_DESCRIPTION OF THE TASK_. The lines to copy are those in the listing that hold the word "roof".

_TASK INPUTS_.

▼

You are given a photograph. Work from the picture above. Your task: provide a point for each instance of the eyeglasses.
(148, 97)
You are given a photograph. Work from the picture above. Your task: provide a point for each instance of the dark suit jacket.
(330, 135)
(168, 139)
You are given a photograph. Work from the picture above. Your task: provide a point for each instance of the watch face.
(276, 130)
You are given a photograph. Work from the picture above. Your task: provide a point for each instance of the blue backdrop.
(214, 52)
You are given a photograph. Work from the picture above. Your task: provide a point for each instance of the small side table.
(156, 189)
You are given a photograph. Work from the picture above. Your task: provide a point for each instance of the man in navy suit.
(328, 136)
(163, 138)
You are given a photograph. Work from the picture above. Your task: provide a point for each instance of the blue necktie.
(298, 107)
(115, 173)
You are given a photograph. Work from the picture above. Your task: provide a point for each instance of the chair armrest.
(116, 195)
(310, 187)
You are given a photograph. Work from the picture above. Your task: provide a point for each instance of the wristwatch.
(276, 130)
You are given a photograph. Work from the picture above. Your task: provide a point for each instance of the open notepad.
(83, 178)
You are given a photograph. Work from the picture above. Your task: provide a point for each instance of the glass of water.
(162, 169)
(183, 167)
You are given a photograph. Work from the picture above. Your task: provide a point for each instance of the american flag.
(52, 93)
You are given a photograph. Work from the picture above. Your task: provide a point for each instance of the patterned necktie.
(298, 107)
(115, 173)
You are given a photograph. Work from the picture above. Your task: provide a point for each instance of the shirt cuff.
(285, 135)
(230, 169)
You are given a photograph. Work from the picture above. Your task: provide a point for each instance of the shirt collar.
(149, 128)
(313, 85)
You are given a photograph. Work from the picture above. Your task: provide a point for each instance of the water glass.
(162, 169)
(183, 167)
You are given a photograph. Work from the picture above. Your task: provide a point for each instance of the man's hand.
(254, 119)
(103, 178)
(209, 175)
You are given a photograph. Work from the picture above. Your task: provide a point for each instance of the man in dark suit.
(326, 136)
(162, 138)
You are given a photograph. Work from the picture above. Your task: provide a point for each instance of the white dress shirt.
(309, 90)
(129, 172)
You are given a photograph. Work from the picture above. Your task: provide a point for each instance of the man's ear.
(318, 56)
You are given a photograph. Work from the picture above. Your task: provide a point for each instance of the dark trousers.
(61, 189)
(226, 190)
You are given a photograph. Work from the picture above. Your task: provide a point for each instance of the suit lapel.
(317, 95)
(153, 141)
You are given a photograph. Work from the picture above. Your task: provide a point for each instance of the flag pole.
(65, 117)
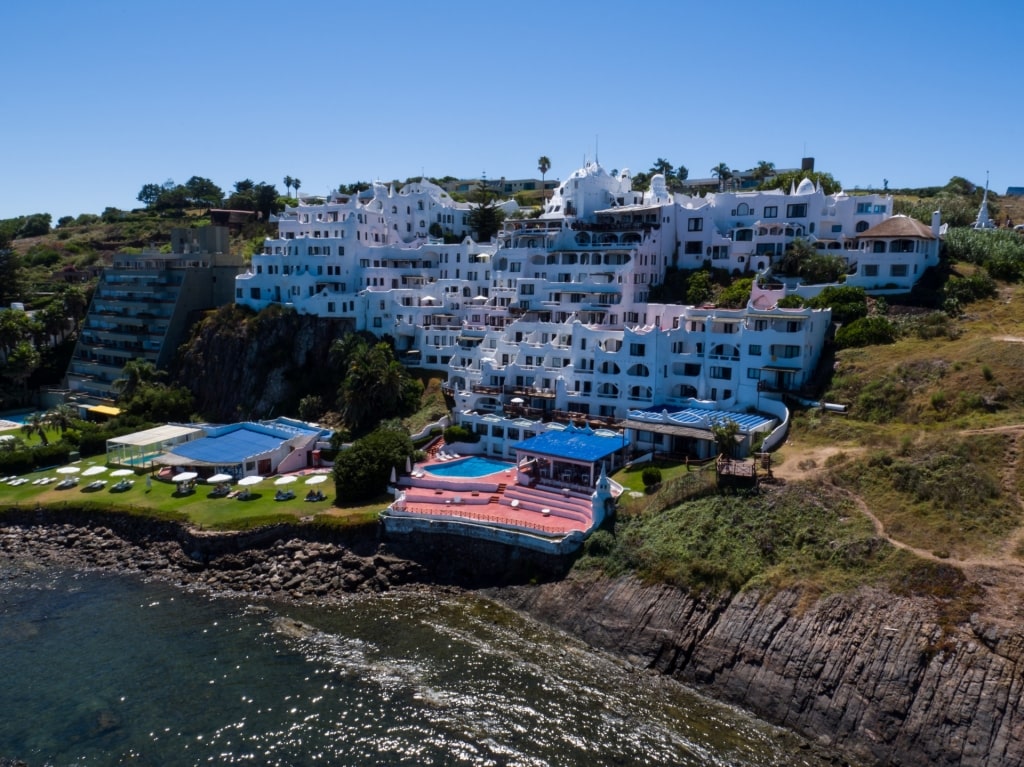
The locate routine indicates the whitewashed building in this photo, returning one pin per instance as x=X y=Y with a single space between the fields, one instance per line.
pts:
x=551 y=323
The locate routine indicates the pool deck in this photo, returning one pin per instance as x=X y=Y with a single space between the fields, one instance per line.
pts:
x=494 y=500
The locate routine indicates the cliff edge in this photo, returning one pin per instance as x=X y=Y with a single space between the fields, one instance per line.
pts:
x=877 y=677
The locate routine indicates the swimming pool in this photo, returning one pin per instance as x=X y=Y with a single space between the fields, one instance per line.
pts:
x=474 y=466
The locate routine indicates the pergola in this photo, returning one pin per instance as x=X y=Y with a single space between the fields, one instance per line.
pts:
x=140 y=449
x=569 y=456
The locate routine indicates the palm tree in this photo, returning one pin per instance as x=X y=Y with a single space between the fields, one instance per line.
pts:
x=61 y=417
x=135 y=375
x=664 y=167
x=764 y=170
x=722 y=173
x=35 y=424
x=544 y=165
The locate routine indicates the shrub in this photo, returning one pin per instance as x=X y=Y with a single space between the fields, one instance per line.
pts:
x=867 y=331
x=651 y=476
x=457 y=433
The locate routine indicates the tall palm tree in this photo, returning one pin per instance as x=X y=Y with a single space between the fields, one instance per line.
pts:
x=722 y=173
x=764 y=170
x=35 y=424
x=544 y=165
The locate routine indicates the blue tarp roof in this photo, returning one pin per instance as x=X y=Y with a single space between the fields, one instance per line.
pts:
x=699 y=419
x=574 y=444
x=232 y=444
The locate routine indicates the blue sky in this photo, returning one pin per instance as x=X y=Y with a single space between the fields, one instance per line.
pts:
x=103 y=96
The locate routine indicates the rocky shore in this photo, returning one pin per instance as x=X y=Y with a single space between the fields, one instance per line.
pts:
x=268 y=565
x=871 y=676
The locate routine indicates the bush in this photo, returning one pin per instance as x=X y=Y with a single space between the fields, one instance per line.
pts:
x=865 y=332
x=459 y=433
x=651 y=476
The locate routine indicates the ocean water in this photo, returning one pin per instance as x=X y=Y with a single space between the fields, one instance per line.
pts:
x=110 y=670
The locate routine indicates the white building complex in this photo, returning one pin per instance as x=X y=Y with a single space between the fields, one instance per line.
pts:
x=550 y=323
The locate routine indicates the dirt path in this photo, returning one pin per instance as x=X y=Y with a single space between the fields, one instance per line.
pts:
x=1001 y=574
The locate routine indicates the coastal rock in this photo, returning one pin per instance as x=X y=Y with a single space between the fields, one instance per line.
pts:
x=869 y=674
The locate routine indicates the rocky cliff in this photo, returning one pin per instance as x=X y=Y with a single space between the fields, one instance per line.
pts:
x=239 y=365
x=877 y=677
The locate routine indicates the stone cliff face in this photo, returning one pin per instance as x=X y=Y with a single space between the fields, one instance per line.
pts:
x=242 y=366
x=871 y=675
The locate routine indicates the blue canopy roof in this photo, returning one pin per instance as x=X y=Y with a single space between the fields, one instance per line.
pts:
x=573 y=444
x=232 y=444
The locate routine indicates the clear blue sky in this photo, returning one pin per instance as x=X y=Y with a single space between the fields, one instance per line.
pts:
x=103 y=96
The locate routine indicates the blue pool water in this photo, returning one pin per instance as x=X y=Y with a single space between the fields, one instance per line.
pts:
x=474 y=466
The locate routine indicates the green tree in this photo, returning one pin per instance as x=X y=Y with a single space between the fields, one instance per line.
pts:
x=784 y=180
x=150 y=194
x=35 y=225
x=376 y=386
x=722 y=173
x=699 y=288
x=485 y=219
x=36 y=424
x=134 y=376
x=361 y=472
x=763 y=170
x=544 y=165
x=204 y=193
x=725 y=432
x=62 y=418
x=847 y=303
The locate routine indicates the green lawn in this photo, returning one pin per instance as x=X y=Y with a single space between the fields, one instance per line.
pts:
x=161 y=500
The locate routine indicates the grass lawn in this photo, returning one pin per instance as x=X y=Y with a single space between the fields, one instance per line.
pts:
x=162 y=501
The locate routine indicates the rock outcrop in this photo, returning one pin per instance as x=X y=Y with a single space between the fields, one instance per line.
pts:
x=240 y=365
x=873 y=676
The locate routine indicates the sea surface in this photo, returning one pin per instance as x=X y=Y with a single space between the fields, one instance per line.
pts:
x=111 y=670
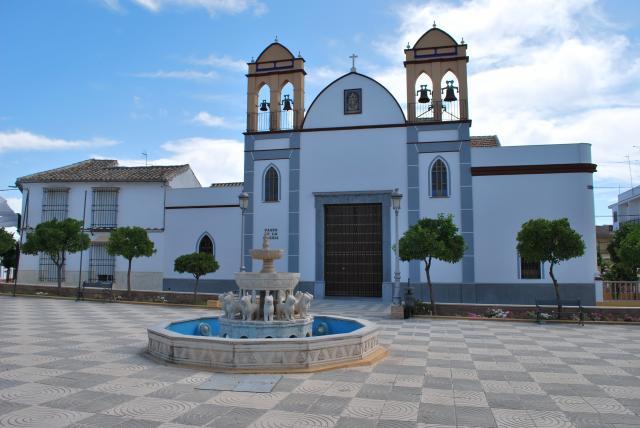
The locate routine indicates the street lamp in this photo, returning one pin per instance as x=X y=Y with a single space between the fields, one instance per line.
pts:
x=396 y=197
x=243 y=199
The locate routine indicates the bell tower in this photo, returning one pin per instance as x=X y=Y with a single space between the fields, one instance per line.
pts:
x=436 y=69
x=275 y=67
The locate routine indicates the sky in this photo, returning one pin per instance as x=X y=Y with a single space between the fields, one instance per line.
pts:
x=115 y=79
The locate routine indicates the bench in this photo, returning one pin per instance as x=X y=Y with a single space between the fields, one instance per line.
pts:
x=574 y=304
x=105 y=286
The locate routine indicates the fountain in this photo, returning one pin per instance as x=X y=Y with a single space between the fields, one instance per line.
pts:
x=266 y=328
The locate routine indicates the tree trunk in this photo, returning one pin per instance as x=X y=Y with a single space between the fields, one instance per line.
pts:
x=129 y=280
x=555 y=287
x=427 y=270
x=195 y=291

▲

_RESPONSE_.
The locate routine indicates the blue tarp roof in this photo, returning one pin per instance as x=X y=Y with a single space between the fields, one instance per line.
The locate routine indicates the blue canopy roof in this photo, returning one pin per instance as x=X y=Y with a single space between the fields, one instance per line.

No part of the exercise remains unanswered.